*** Opening of PROVIDED INFORMATION ***
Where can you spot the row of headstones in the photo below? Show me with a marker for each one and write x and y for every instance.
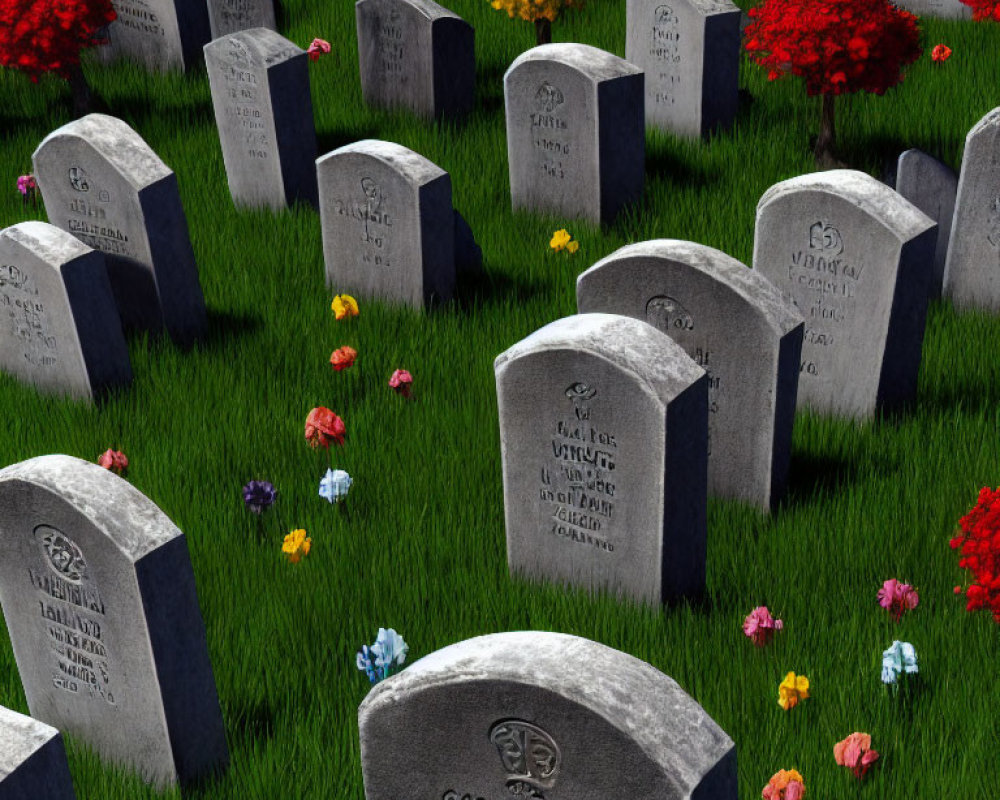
(110, 647)
(680, 376)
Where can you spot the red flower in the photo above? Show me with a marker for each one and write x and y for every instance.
(323, 427)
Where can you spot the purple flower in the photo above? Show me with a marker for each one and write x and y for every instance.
(259, 495)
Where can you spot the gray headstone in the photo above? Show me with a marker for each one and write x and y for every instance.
(416, 55)
(388, 224)
(263, 110)
(972, 268)
(536, 714)
(575, 131)
(931, 186)
(99, 599)
(943, 9)
(60, 327)
(162, 35)
(33, 762)
(690, 52)
(734, 323)
(231, 16)
(101, 182)
(855, 257)
(603, 424)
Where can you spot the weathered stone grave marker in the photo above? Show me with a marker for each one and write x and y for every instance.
(931, 186)
(575, 131)
(417, 55)
(972, 267)
(101, 182)
(734, 323)
(33, 762)
(263, 110)
(690, 53)
(855, 257)
(943, 9)
(232, 16)
(603, 425)
(389, 230)
(60, 329)
(162, 35)
(544, 715)
(99, 599)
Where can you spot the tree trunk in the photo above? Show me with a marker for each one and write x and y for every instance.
(81, 91)
(543, 31)
(827, 134)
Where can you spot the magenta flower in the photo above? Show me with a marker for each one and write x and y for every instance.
(760, 626)
(897, 597)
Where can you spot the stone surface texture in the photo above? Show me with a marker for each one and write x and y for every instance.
(102, 183)
(415, 55)
(575, 131)
(690, 53)
(603, 440)
(263, 110)
(99, 599)
(736, 326)
(855, 257)
(536, 711)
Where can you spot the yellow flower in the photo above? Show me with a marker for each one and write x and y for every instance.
(344, 305)
(792, 689)
(296, 545)
(559, 239)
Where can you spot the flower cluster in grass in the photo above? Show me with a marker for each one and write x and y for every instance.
(854, 751)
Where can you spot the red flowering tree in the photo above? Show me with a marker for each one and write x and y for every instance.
(40, 36)
(984, 9)
(837, 46)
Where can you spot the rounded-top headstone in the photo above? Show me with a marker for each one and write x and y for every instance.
(855, 258)
(603, 424)
(575, 131)
(99, 598)
(736, 325)
(539, 714)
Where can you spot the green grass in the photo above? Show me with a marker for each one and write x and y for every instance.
(420, 544)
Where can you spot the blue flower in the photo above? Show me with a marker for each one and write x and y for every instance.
(334, 485)
(900, 657)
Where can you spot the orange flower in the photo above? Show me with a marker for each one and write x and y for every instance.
(343, 358)
(323, 427)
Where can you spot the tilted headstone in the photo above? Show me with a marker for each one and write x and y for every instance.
(231, 16)
(972, 267)
(101, 182)
(931, 186)
(690, 52)
(99, 598)
(603, 425)
(737, 327)
(388, 224)
(943, 9)
(162, 35)
(855, 257)
(537, 714)
(575, 131)
(416, 55)
(33, 762)
(263, 110)
(60, 329)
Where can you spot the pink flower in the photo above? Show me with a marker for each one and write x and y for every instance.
(114, 460)
(401, 381)
(760, 626)
(897, 597)
(318, 47)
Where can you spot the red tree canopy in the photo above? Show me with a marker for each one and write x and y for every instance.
(984, 9)
(838, 46)
(39, 36)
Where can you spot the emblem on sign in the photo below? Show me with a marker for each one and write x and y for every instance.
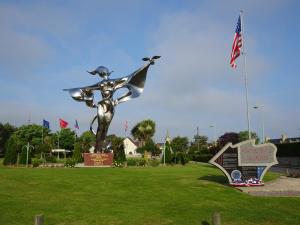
(245, 163)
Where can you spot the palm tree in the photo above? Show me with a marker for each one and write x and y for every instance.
(143, 131)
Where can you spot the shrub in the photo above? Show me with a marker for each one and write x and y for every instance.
(70, 162)
(117, 163)
(133, 161)
(154, 162)
(50, 159)
(23, 157)
(77, 154)
(37, 162)
(12, 147)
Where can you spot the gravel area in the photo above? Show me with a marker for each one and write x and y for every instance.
(282, 187)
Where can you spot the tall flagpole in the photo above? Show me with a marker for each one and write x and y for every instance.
(245, 73)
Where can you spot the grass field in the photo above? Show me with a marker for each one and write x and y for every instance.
(156, 195)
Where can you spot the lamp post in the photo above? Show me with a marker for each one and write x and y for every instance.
(261, 108)
(214, 132)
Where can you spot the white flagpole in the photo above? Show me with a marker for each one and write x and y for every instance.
(245, 73)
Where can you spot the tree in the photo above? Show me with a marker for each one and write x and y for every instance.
(23, 156)
(168, 153)
(198, 150)
(228, 137)
(143, 131)
(243, 136)
(77, 154)
(66, 138)
(118, 148)
(31, 133)
(6, 131)
(13, 146)
(149, 146)
(87, 140)
(179, 144)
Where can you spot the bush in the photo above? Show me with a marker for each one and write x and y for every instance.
(23, 157)
(12, 147)
(154, 162)
(70, 162)
(118, 163)
(37, 162)
(288, 149)
(133, 161)
(77, 154)
(50, 159)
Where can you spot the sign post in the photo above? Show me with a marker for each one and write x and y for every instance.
(245, 163)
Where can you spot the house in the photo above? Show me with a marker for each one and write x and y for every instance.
(130, 147)
(288, 151)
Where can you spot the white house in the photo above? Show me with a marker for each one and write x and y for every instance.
(130, 148)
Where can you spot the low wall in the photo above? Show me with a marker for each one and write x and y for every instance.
(289, 161)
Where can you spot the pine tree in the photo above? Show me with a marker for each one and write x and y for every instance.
(23, 156)
(12, 148)
(77, 154)
(168, 157)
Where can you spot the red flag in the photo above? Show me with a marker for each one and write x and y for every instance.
(126, 126)
(237, 44)
(63, 123)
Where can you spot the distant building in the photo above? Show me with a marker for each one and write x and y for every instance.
(288, 151)
(130, 147)
(283, 139)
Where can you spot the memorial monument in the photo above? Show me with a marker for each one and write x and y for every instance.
(134, 82)
(245, 163)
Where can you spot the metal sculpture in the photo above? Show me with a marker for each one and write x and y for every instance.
(134, 82)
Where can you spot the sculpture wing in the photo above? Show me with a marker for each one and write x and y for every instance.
(134, 82)
(83, 94)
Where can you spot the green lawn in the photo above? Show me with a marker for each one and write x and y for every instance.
(158, 195)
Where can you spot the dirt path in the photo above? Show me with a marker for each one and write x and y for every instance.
(283, 187)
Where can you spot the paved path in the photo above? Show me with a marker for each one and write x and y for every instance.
(283, 187)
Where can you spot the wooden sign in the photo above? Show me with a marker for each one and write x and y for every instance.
(245, 163)
(98, 159)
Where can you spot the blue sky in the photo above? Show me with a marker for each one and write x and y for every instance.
(47, 46)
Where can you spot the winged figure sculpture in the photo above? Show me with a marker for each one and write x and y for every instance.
(134, 83)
*** Close of PROVIDED INFORMATION ***
- _TASK STATEMENT_
Every line above should be printed again word for word, without its pictures.

- _WRITTEN ANSWER_
Where can you spot the row of headstones in the photo below? Show me with a marker for each one and write x and y for every instance.
(110, 647)
(680, 376)
Where can you spot the red flower in the photo above? Show me with a marker for each one and write x and y for every instance.
(323, 427)
Where can you spot the purple flower in the photo above? Show me with a marker for each one and write x and y for every instance.
(259, 495)
Where can you spot the gray headstone in the photo above? Show me with a marker for each one and write x and y for every instance.
(416, 55)
(388, 224)
(263, 110)
(972, 268)
(536, 714)
(575, 131)
(931, 186)
(99, 599)
(943, 9)
(60, 327)
(162, 35)
(33, 762)
(690, 52)
(734, 323)
(231, 16)
(101, 182)
(855, 257)
(603, 424)
Where can you spot the weathered stone grave marker in the photo above? Show me with a marker for each one and write x and y for every instance.
(931, 186)
(575, 131)
(417, 55)
(972, 267)
(101, 182)
(734, 323)
(33, 762)
(263, 110)
(690, 53)
(855, 257)
(943, 9)
(232, 16)
(603, 425)
(389, 230)
(60, 329)
(162, 35)
(544, 715)
(99, 599)
Where can you spot the tree trunk in the photo above? Show me with a marker for each one and write x and y for every instance.
(81, 91)
(543, 31)
(827, 134)
Where can you spot the magenta flower in the photo above? Show me with a marker for each one and write x and y for every instance.
(760, 626)
(897, 597)
Where can you spot the stone surface texture in the photo above? Show me with a marker for each one and write x and y for every instance.
(102, 183)
(415, 55)
(575, 131)
(690, 53)
(603, 440)
(263, 110)
(99, 599)
(736, 326)
(855, 257)
(536, 711)
Where can you spot the yellow flower in the photo above? Show me with a marker for each one and write x and y for every instance.
(344, 305)
(792, 689)
(296, 545)
(559, 239)
Where can you spot the flower cluster in grass in the photo above? Show me with a marker for each one and write x and y for every instance.
(854, 751)
Where can you spot the red flowering tree in the photo above? Show me with a marker for each one and write x and y for every instance.
(40, 36)
(984, 9)
(837, 46)
Where can you spot the rounded-top headstone in the photo above? Show me with a marker for each one and write x and y for every instance.
(855, 258)
(603, 424)
(575, 131)
(99, 598)
(736, 325)
(539, 714)
Where can you spot the green grass in the photo above? Show me with a marker for each one and write x and y for every instance.
(420, 544)
Where can you spot the blue flower in the photo above? Show me with a marker for each one and write x and y for every instance.
(334, 485)
(900, 657)
Where can you spot the orange flower in the photo above? Show me with a marker for each one and write x and y for every instance.
(343, 358)
(323, 427)
Where can you spot the tilted headstone in the photo above? Show me with a marker for each one and write x and y for every instance.
(231, 16)
(972, 267)
(101, 182)
(931, 186)
(690, 52)
(99, 598)
(603, 425)
(737, 327)
(388, 224)
(943, 9)
(162, 35)
(855, 257)
(537, 714)
(575, 131)
(416, 55)
(33, 762)
(263, 110)
(60, 329)
Where can you spot the pink flower in the photo above? Show me with a marker for each one and write x and y for every instance.
(114, 460)
(401, 381)
(760, 626)
(897, 597)
(318, 47)
Where can you spot the red tree canopy in the photo above? Show me with a marker for each one and write x and y for every instance.
(984, 9)
(838, 46)
(39, 36)
Where can you spot the emblem on sign in the photo below? Show me with a marker for each one and write x and y for every instance.
(245, 163)
Where can you spot the palm tree in the photo above? Show me with a marker for each one and write x and y for every instance.
(143, 131)
Where can you spot the shrub in the photo above? Show me with a marker for each one and write x and y for every instance.
(70, 162)
(117, 163)
(133, 161)
(154, 162)
(50, 159)
(23, 157)
(77, 154)
(37, 162)
(12, 147)
Where can you spot the gravel area in the photo above? Show me with a marker for each one and write x and y for every instance.
(282, 187)
Where can you spot the tall flagpole in the photo above? Show me with a marker for each one and write x and y for every instance.
(245, 73)
Where can you spot the grass field in the photo above? Show me with a marker for each one and write x and y for every instance.
(156, 195)
Where can you spot the lamp post in the photo above? Show me with a marker for each one and write x and y for every instance.
(261, 108)
(214, 132)
Where can you spot the white flagpole in the photo above? Show me with a marker for each one and write x and y for every instance.
(245, 73)
Where can you spot the tree in the photo above? Show me with a marker for each one and write x and y for every instance.
(23, 156)
(168, 153)
(198, 150)
(228, 137)
(143, 131)
(243, 136)
(77, 154)
(66, 138)
(118, 148)
(31, 133)
(6, 131)
(13, 146)
(149, 146)
(87, 140)
(179, 144)
Where can you spot the bush in the photo above? Show me with a marker for each one and write x and y for every instance.
(23, 157)
(12, 147)
(154, 162)
(70, 162)
(118, 163)
(37, 162)
(288, 149)
(133, 161)
(77, 154)
(50, 159)
Where can you spot the sign post in the photo above? Show me with a marker for each one and write x and y for every instance.
(245, 163)
Where can you spot the house in the photo above? Show me with a marker for each one and write x and y for every instance.
(130, 147)
(288, 151)
Where can you spot the white house in the photo above? Show me with a marker for each one and write x and y for every instance.
(130, 148)
Where can you spot the low wall in the photo above? Show me with a marker for each one and write x and y for every instance.
(289, 161)
Where can you spot the pine tree in the photo above? Show me with a marker for each one and write x and y for every instance.
(23, 156)
(12, 148)
(77, 154)
(168, 157)
Where can you spot the red flag in the photo above? Show me with a marker for each one and write x and y for every instance.
(126, 126)
(237, 44)
(63, 123)
Where can you spot the distant building in the photo above? Show me with a marker for each one and write x and y for every instance.
(288, 151)
(130, 147)
(283, 139)
Where can you spot the memorial monument in the photo above? Show me with a marker for each one and write x and y for every instance.
(134, 82)
(245, 163)
Where can you spot the metal sculpture in the photo above? Show me with a marker for each one and write x and y for every instance.
(134, 82)
Where can you spot the sculpture wing in the photo above? Show me with a marker for each one and write x and y for every instance.
(134, 82)
(83, 94)
Where can you spot the green lawn in the photo above? Show me with a marker for each one and write x and y for every instance.
(158, 195)
Where can you spot the dirt path in the photo above? Show me with a marker for each one and write x and y for every instance.
(283, 187)
Where can you spot the paved path in the photo above? Show me with a marker for each one and write x and y for every instance.
(283, 187)
Where can you spot the wooden sign in the photo above? Show me with a marker for each one and write x and y for every instance.
(245, 163)
(98, 159)
Where can you spot the blue sky in the photo above? Show me with a marker for each one and write x and y for every instance.
(47, 46)
Where can you spot the winged figure sculpture in the photo above? Show me with a marker for each one and write x and y for every instance.
(134, 83)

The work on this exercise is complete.